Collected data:
((

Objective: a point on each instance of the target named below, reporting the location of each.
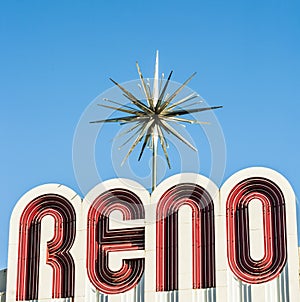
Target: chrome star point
(151, 117)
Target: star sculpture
(151, 117)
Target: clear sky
(57, 56)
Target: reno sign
(187, 241)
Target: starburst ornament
(152, 116)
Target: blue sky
(57, 56)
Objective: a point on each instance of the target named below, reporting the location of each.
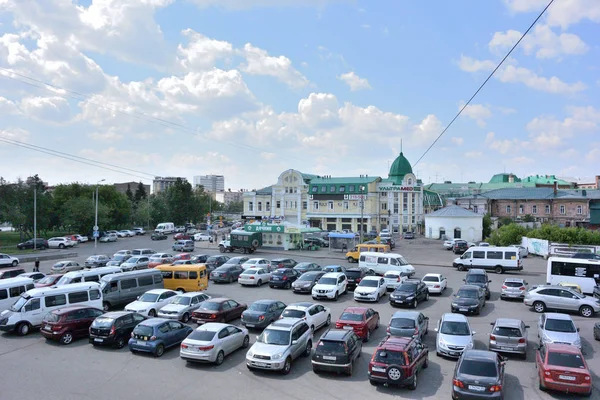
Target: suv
(330, 286)
(397, 361)
(279, 344)
(336, 351)
(478, 277)
(561, 298)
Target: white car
(436, 283)
(370, 288)
(254, 277)
(150, 302)
(330, 286)
(315, 314)
(257, 262)
(394, 278)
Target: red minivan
(69, 323)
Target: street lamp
(96, 219)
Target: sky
(250, 88)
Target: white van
(88, 275)
(380, 263)
(499, 259)
(31, 307)
(11, 289)
(165, 227)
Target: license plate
(477, 388)
(567, 377)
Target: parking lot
(33, 368)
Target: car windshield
(565, 360)
(328, 281)
(349, 316)
(560, 325)
(478, 368)
(273, 336)
(456, 328)
(149, 297)
(202, 336)
(390, 357)
(402, 323)
(182, 300)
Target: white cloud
(542, 41)
(355, 82)
(259, 62)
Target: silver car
(212, 342)
(182, 306)
(558, 328)
(509, 336)
(561, 298)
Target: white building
(454, 222)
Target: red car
(561, 367)
(218, 310)
(362, 320)
(69, 323)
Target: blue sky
(249, 88)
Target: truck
(242, 241)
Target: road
(37, 369)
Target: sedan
(261, 313)
(212, 342)
(361, 320)
(155, 335)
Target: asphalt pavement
(34, 368)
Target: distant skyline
(250, 88)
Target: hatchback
(69, 323)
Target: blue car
(155, 335)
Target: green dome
(399, 168)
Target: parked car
(307, 281)
(213, 341)
(40, 244)
(114, 328)
(562, 368)
(361, 320)
(155, 335)
(261, 313)
(67, 324)
(218, 310)
(66, 266)
(182, 306)
(283, 278)
(336, 351)
(409, 293)
(454, 335)
(469, 299)
(408, 324)
(397, 361)
(279, 344)
(544, 298)
(509, 336)
(479, 374)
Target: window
(78, 297)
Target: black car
(283, 278)
(306, 281)
(336, 351)
(355, 275)
(409, 293)
(114, 328)
(28, 244)
(469, 299)
(478, 372)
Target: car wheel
(586, 311)
(220, 358)
(539, 307)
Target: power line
(484, 82)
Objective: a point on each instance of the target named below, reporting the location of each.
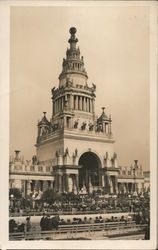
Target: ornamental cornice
(64, 74)
(88, 136)
(74, 90)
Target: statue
(115, 156)
(66, 151)
(90, 126)
(83, 127)
(53, 89)
(57, 154)
(76, 124)
(94, 87)
(76, 152)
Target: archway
(89, 165)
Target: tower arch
(89, 171)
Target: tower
(78, 146)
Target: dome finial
(72, 30)
(103, 109)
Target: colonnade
(128, 187)
(73, 102)
(31, 186)
(66, 183)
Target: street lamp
(12, 200)
(33, 201)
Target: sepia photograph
(80, 123)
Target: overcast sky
(115, 44)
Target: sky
(115, 44)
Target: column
(37, 186)
(53, 107)
(87, 104)
(28, 187)
(80, 100)
(116, 185)
(76, 102)
(77, 182)
(103, 181)
(93, 103)
(84, 103)
(111, 187)
(109, 128)
(62, 103)
(60, 182)
(45, 185)
(90, 105)
(71, 102)
(66, 183)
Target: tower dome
(73, 65)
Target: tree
(16, 192)
(50, 196)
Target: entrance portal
(89, 164)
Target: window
(123, 172)
(40, 169)
(18, 167)
(47, 169)
(68, 122)
(32, 168)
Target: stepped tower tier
(73, 66)
(74, 99)
(76, 143)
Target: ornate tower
(77, 145)
(73, 99)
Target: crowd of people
(138, 207)
(87, 204)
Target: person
(43, 222)
(12, 225)
(55, 222)
(28, 224)
(49, 225)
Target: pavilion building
(75, 148)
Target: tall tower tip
(72, 30)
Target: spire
(73, 64)
(73, 40)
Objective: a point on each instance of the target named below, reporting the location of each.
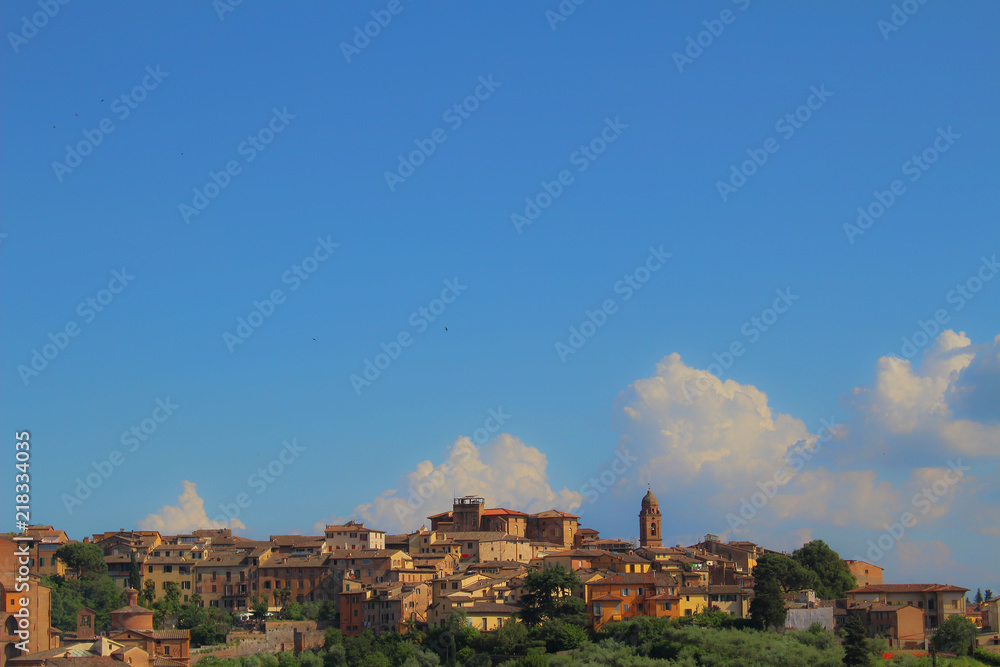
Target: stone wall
(278, 636)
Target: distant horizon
(280, 266)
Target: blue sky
(203, 84)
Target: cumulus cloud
(505, 471)
(696, 433)
(188, 515)
(946, 405)
(689, 425)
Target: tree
(327, 611)
(259, 608)
(281, 595)
(134, 573)
(768, 607)
(545, 595)
(294, 612)
(83, 558)
(856, 643)
(789, 573)
(149, 593)
(956, 635)
(834, 578)
(68, 596)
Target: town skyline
(291, 266)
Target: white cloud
(934, 409)
(686, 425)
(187, 516)
(505, 471)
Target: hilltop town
(283, 594)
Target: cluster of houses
(471, 558)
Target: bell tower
(649, 522)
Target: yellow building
(163, 569)
(938, 601)
(694, 600)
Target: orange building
(625, 596)
(307, 577)
(132, 625)
(936, 600)
(33, 620)
(469, 514)
(865, 573)
(45, 542)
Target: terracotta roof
(892, 607)
(909, 588)
(635, 578)
(164, 634)
(132, 609)
(477, 535)
(90, 660)
(293, 540)
(555, 513)
(577, 553)
(729, 590)
(502, 511)
(490, 608)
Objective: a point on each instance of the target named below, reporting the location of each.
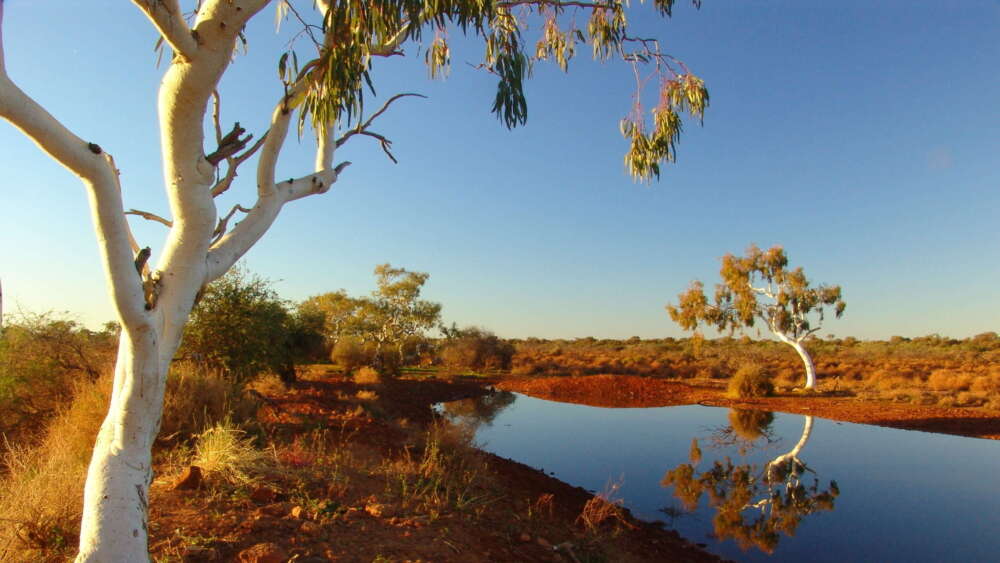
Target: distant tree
(759, 286)
(395, 311)
(391, 317)
(475, 348)
(240, 328)
(338, 311)
(323, 75)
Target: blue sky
(861, 136)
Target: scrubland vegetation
(928, 370)
(283, 407)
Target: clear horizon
(860, 137)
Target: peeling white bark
(803, 353)
(154, 310)
(793, 454)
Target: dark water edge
(903, 495)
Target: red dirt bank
(632, 391)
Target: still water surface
(903, 495)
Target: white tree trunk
(807, 360)
(154, 308)
(803, 353)
(793, 454)
(116, 495)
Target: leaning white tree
(325, 93)
(760, 286)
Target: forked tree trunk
(807, 360)
(116, 495)
(773, 468)
(804, 354)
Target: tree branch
(233, 163)
(96, 169)
(229, 145)
(362, 128)
(150, 217)
(168, 18)
(224, 222)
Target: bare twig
(216, 111)
(229, 145)
(150, 217)
(362, 128)
(224, 222)
(233, 163)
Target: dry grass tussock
(226, 452)
(604, 509)
(448, 475)
(41, 488)
(751, 380)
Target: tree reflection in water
(753, 505)
(479, 411)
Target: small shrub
(350, 354)
(367, 376)
(196, 400)
(478, 349)
(751, 380)
(41, 490)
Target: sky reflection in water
(904, 495)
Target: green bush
(475, 348)
(241, 328)
(350, 354)
(751, 380)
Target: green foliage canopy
(759, 286)
(241, 328)
(329, 87)
(393, 313)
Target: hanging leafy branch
(330, 88)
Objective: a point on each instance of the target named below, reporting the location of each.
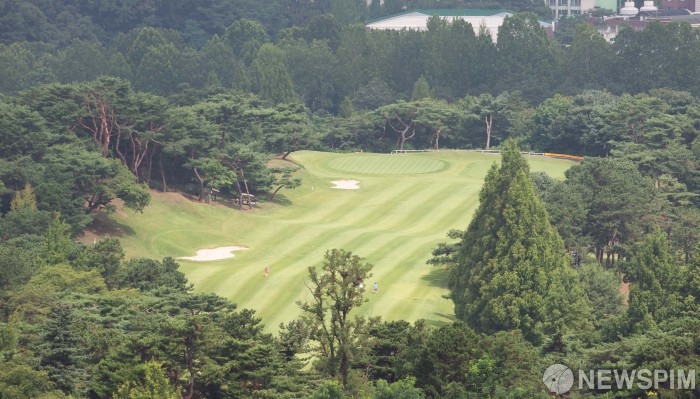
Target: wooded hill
(535, 278)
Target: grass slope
(404, 207)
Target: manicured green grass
(404, 207)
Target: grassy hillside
(405, 205)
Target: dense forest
(105, 101)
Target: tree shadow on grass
(437, 277)
(104, 226)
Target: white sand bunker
(204, 255)
(346, 184)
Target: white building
(491, 20)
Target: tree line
(325, 62)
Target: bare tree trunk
(162, 174)
(201, 184)
(489, 123)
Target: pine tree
(421, 89)
(24, 199)
(511, 271)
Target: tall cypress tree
(512, 272)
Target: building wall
(570, 7)
(677, 5)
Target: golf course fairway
(403, 206)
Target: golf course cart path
(346, 184)
(209, 254)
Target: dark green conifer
(512, 272)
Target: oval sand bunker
(209, 254)
(346, 184)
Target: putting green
(381, 164)
(404, 207)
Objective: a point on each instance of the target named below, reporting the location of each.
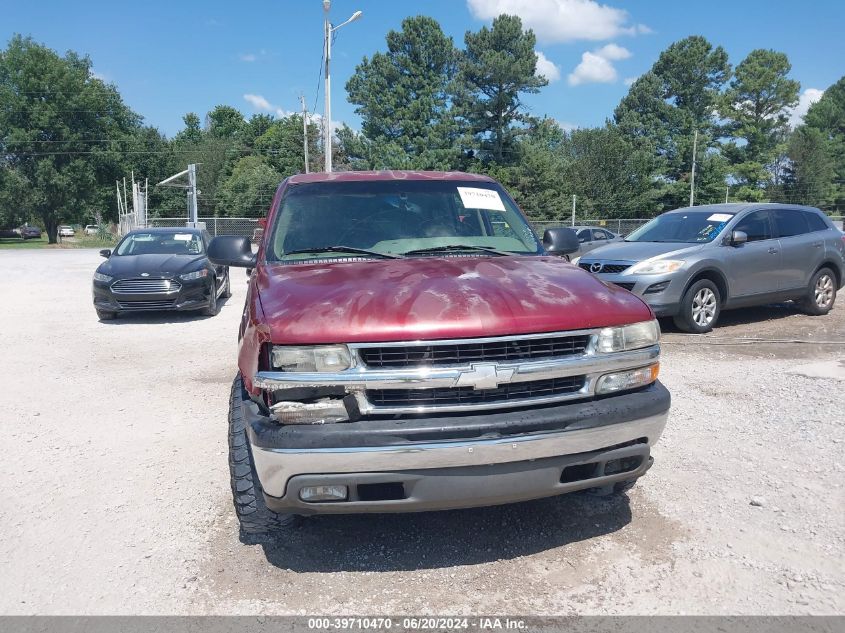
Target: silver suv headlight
(655, 267)
(628, 337)
(317, 358)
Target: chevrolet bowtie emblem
(485, 376)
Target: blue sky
(176, 57)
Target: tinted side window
(790, 222)
(815, 221)
(756, 226)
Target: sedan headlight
(199, 274)
(320, 358)
(655, 267)
(628, 337)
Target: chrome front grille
(462, 353)
(147, 305)
(609, 269)
(142, 286)
(468, 396)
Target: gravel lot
(115, 492)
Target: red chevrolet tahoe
(409, 344)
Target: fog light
(624, 380)
(312, 494)
(325, 411)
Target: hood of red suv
(436, 298)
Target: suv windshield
(396, 218)
(160, 243)
(692, 227)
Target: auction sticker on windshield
(475, 198)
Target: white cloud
(562, 20)
(547, 68)
(807, 98)
(596, 66)
(613, 52)
(259, 103)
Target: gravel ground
(115, 495)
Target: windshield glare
(693, 227)
(395, 217)
(164, 243)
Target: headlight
(312, 359)
(655, 267)
(628, 337)
(199, 274)
(630, 379)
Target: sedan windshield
(161, 243)
(693, 227)
(414, 218)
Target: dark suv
(692, 263)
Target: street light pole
(328, 31)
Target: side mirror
(231, 250)
(560, 241)
(738, 238)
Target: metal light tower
(328, 31)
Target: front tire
(212, 309)
(700, 308)
(253, 514)
(821, 293)
(227, 288)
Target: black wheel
(821, 293)
(212, 309)
(227, 287)
(252, 512)
(700, 307)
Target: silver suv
(692, 263)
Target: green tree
(403, 97)
(61, 131)
(827, 115)
(497, 67)
(248, 191)
(281, 146)
(757, 105)
(666, 106)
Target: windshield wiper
(456, 247)
(342, 249)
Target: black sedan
(159, 269)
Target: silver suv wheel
(824, 291)
(704, 307)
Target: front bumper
(456, 461)
(191, 295)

))

*Objective*
Give back, unchanged, every line from the one with "Target: windshield glare" to the end of the entries above.

*Solution to the problem*
Target: windshield glare
(693, 227)
(395, 217)
(164, 243)
Target: headlight
(312, 359)
(655, 267)
(628, 337)
(199, 274)
(630, 379)
Target: sedan windshield
(161, 243)
(693, 227)
(414, 218)
Target: dark suv
(692, 263)
Target: street light pole
(328, 31)
Target: side mirror
(231, 250)
(560, 241)
(738, 238)
Target: metal light tower
(328, 31)
Target: front tire
(212, 309)
(700, 308)
(253, 514)
(821, 293)
(227, 288)
Target: black wheel
(821, 293)
(212, 309)
(227, 287)
(252, 512)
(700, 307)
Target: silver suv
(692, 263)
Target: green tree
(403, 97)
(61, 131)
(827, 115)
(497, 67)
(248, 191)
(281, 146)
(757, 105)
(666, 106)
Target: windshield wiper
(456, 247)
(342, 249)
Target: black sedan
(159, 269)
Target: silver suv wheel
(824, 291)
(704, 307)
Target: front bumper
(456, 461)
(191, 295)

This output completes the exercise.